Excerpted passage:
+++++

Skeptophilia (skep-to-fil-i-a) (n.) - the love of logical thought, skepticism, and thinking critically. Being an exploration of the applications of skeptical thinking to the world at large, with periodic excursions into linguistics, music, politics, cryptozoology, and why people keep seeing the face of Jesus on grilled cheese sandwiches.

Saturday, July 30, 2022

First, do no harm

I keep thinking I'm not going to need to write any more about LGBTQ issues, that I've said all I need to say, and yet... here we are.

I'm going to start with a question directed at the people who are so stridently against queer rights, queer visibility, even queer existence.  I doubt many people of that ilk read Skeptophilia, but you never know.  So here goes:

How does guaranteeing that LGBTQ people are treated equally, fairly, and kindly, and are given the same rights as straight people, affect you at all?

It costs you absolutely nothing to say, "I'm not like you, and maybe I don't even understand this part of you, but even so, I respect your right to be who you are without shame or fear."  For example, I'm not trans; I have always felt unequivocally that I am one hundred percent male.  But when I had trans students in my classes, all it required was my crossing out a first name on the roster and writing in the name they'd prefer to be known by, and remembering to use the appropriate pronouns.  A minuscule bit of effort on my part; hugely, and positively, significant on theirs.

What possible justification could I have for refusing?

The reason this whole topic comes up once again is a link sent to me by a loyal reader of Skeptophilia about a rugby team in Australia, the Manly Sea Eagles, which had seven of its players refuse to play in an important match because the owner wanted the team to wear jerseys with a rainbow design meant to promote inclusivity.

Note that the jerseys pretty subtle.  There's not even any text explaining, or calling attention to, the rainbow bands.  But even that level of support was a bridge too far for seven homophobic bigots, who chose to stand down from the game instead.

The whole incident is made even more outrageous by the fact that the owner wasn't wanting the jersey design changed permanently; it was for one damn game, as a sign of solidarity with LGBTQ players and fans.  But no, seven players refused to wear them, saying it violated their "religious beliefs."

+++++

Data supplied:
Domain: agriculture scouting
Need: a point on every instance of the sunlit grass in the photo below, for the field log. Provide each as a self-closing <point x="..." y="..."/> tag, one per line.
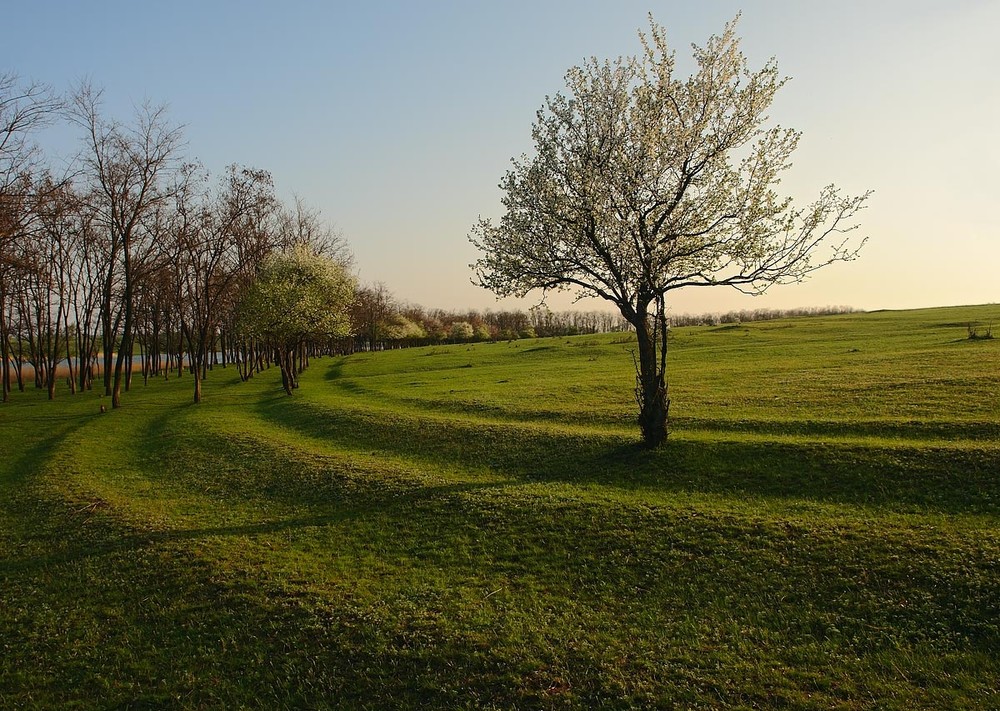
<point x="476" y="526"/>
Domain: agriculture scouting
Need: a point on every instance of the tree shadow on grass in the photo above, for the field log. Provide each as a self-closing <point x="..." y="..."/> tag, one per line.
<point x="903" y="476"/>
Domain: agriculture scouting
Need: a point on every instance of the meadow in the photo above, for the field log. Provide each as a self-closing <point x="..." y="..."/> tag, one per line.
<point x="476" y="526"/>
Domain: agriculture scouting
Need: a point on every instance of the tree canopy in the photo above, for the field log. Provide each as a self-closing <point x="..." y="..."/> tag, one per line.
<point x="643" y="182"/>
<point x="298" y="296"/>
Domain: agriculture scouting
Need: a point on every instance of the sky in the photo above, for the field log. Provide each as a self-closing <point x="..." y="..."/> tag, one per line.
<point x="396" y="119"/>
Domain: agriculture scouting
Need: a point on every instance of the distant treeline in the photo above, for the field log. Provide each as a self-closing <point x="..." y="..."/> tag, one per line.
<point x="745" y="315"/>
<point x="380" y="322"/>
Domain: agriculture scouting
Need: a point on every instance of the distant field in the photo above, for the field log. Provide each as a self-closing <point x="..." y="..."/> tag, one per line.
<point x="476" y="527"/>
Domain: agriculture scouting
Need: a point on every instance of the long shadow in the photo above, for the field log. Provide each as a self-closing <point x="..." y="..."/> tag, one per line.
<point x="903" y="477"/>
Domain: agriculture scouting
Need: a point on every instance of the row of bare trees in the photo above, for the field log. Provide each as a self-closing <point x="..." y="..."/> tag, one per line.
<point x="132" y="254"/>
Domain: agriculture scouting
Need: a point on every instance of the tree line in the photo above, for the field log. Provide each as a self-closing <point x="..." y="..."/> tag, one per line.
<point x="138" y="261"/>
<point x="137" y="254"/>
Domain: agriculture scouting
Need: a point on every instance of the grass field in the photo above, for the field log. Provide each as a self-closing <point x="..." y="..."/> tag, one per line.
<point x="476" y="527"/>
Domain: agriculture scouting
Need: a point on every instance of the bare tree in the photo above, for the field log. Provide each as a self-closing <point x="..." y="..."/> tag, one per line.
<point x="24" y="107"/>
<point x="129" y="168"/>
<point x="643" y="183"/>
<point x="210" y="262"/>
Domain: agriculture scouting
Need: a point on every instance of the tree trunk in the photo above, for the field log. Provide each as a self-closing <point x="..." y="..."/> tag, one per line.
<point x="651" y="387"/>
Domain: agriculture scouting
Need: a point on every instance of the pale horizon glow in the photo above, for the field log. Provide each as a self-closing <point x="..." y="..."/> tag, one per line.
<point x="397" y="119"/>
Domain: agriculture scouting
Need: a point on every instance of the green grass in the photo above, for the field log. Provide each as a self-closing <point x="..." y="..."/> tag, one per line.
<point x="476" y="527"/>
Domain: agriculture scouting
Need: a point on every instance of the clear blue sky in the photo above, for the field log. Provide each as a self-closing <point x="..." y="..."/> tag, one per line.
<point x="397" y="118"/>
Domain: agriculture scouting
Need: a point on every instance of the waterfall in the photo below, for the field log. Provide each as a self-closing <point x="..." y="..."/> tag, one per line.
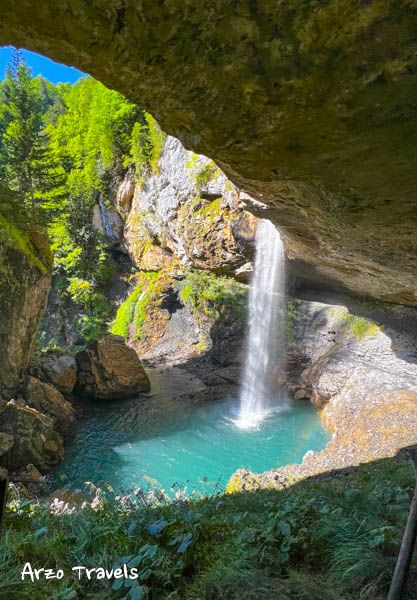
<point x="266" y="337"/>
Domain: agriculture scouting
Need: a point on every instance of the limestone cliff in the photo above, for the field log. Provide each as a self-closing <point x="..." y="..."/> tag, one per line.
<point x="308" y="106"/>
<point x="185" y="215"/>
<point x="25" y="274"/>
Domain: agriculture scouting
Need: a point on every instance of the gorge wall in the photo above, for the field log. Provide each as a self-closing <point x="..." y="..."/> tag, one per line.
<point x="320" y="127"/>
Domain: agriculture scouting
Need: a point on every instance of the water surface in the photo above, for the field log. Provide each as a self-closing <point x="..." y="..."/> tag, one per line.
<point x="179" y="440"/>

+++++

To do:
**a.** Say whether each statement agrees with the Skeptophilia post, answering yes or no and quoting the words of the post that decide it. (i) The Manly Sea Eagles jerseys carried text explaining the rainbow bands. (ii) Seven players refused to play in the match. (iii) The owner wanted the jersey design changed permanently.
**b.** Transcribe the Skeptophilia post word for word, everything from "Note that the" down to "the game instead.".
**c.** Go on with the Skeptophilia post about the rainbow rugby jerseys, picking up after its last sentence.
The records were drawn from a different source than the Skeptophilia post.

Solved problems:
**a.**
(i) No: "There's not even any text explaining, or calling attention to, the rainbow bands."
(ii) Yes: "which had seven of its players refuse to play in an important match"
(iii) No: "the owner wasn't wanting the jersey design changed permanently; it was for one damn game"

**b.**
Note that the jerseys pretty subtle.  There's not even any text explaining, or calling attention to, the rainbow bands.  But even that level of support was a bridge too far for seven homophobic bigots, who chose to stand down from the game instead.

**c.**
Retired Sea Eagles player Ian Roberts, who is the first rugby league player to come out publicly as gay, was devastated by the players' actions.  "I try to see it from all perspectives, but this breaks my heart,” Roberts said.  "It’s sad and uncomfortable.  As an older gay man, this isn’t unfamiliar.  I did wonder whether there would be any religious pushback.  That’s why I think the NRL have never had a Pride round.  I can promise you every young kid on the northern beaches who is dealing with their sexuality would have heard about this."

Matt Bungard, of Wide World of Sports, was blunter still.  "I don’t want to hear one single thing about ‘respecting other people’s opinions’ or using religion as a crutch to hide behind while being homophobic.  No issues playing at a stadium covered in alcohol and gambling sponsors, which is also a sin.  What a joke."

Which I agree with completely, but it brings me back to my initial question; how did wearing the jerseys, for one night, harm those seven players?  The jerseys didn't say, "Hi, I'm Gay."  They were just a sign of support and inclusivity, of treating others the way you'd like to be treated.

Hmm, now where did I hear about that last bit?  Seems like I remember someone famous saying that.  Give me a moment, I'm sure it'll come to me.

A Christian baker creating a wedding cake for a gay couple is saying, "I may not be gay, but I'm happy you've found someone you love and want to spend your life with."  Straight parents who give unconditional support to their trans child are saying, "I love you no matter what, no matter who you are and what you'd like to be called."  A straight teacher having books with queer representation is saying, "Even if I don't experience sexuality like you do, I want you to understand yourself and be happy and confident enough to express your own truth openly."

I remember when I first saw this tweet thinking, "How about creating a world where if Billy did wake up and go ask Brad to the prom, it would be no big deal?"  It costs cis-hetero people nothing, zilch, to say, "I'm fine with who you are."  And to queer kids, it would be life-changing.  Heaven knows, my life would have been different if I'd been able to ask Brad to the prom.

Not you specifically, Brad.  I'm just making a point.

Really, all it requires is the ability to say (1) "Your experience is not the same as my experience, and that's okay," and (2) "I'm committed to treating everyone with kindness, respect, and love."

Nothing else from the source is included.